He helps Elizabeth escape, but he is now executed for his assistance by
Bootstrap, who has forgotten the meeting he had with Elizabeth minutes before.
Elizabeth
also finds herself briefly a prisoner of the Chinese, and after an abortive
attempt to seduce and potentially rape her, finds reason to admire her spirit
and then as he dies in an attack by the British, he declares her his new
Captain, and his successor for the Council of Pirate lords.
Jack also
gets caught by The Dutchman, and still having conversations with himself, sees
himself in one guise as a member of the zombie fish like crew, who laments to
the other illusionary Jacks that they mustn’t move because he’s dropped his
brain.
It is now
that we discover Barbossa’s agenda. He knows that the Council of Pirates were
responsible for binding Calypso in her human form, and he plans to release her
in the hope that she will help them to destroy Davy Jones, her former, now
treacherous lover. The others recognise
the threat she could pose if she also takes revenge on the Council, but
Barbossa is keen. He has Calypso incarcerated in the brig to await her fate.
The Council
scenes are a joy on their island made of ships and shipwrecks. Barbossa argues
a case for going to war as the British navy and the Flying Dutchman close in,
but the Council are reluctant. It is cast to a vote to elect a pirate King who
will have the final decision, but some se it as futile when everyone will vote
for himself as the King, which most do, even Elizabeth, but Jack throws his
vote in her favour too, and so she is given command.
This scene
also sees the long awaited moment of the arrival of Jack’s dad, played by
Rolling Stone, Keith Richards who Depp always claimed to have modeled his eccentric,
jiittery performance on. The dog that ended film two on an island of cannibals
accompanies him. Richards’s explanation for its survival and accompaniment to
himself (who wasn’t eventhere0 is just the words ‘sea turtles, mate’. Jack’s dad is accompanied by Jack’s mum,
who is just a shrunken head carried by her husband.
The Council, already betrayed by Will Turner to the British, in the naïve hope of liberating his father, close in for the kill against Elizabeth’s Armada. The scene is set for an epic scale sea battle. It is now that Barbossa puts forward his plan to liberate Calypso. There is a truly beautiful scene where he fails to give the words the necessary lover’s passion, but McKenzie Crook, playing a minor comic relief character, does, and Calypso grows into a fifty foot woman, before vanishing, by turning into an army of crabs similar to those that carried the Black Pearl earlier in the film.

Problem statement ::
Name every actor mentioned in the film summary. The entries that follow have no connection to the film summary.

Dataset ::
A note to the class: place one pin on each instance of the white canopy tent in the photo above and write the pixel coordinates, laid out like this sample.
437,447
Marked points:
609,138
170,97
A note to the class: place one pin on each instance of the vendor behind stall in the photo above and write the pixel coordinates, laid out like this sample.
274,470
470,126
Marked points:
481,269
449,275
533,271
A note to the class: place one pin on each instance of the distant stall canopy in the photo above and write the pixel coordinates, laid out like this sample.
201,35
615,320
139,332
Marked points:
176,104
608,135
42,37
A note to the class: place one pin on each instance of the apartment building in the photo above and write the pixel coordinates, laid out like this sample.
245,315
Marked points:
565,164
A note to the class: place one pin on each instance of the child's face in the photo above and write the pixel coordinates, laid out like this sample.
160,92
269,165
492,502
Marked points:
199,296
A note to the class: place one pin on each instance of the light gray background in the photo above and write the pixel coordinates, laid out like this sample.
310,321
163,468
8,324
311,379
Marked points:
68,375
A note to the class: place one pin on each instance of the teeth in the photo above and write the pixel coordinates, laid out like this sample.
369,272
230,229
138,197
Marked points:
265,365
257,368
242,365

Problem solution ::
Keith Richards, Depp, McKenzie Crook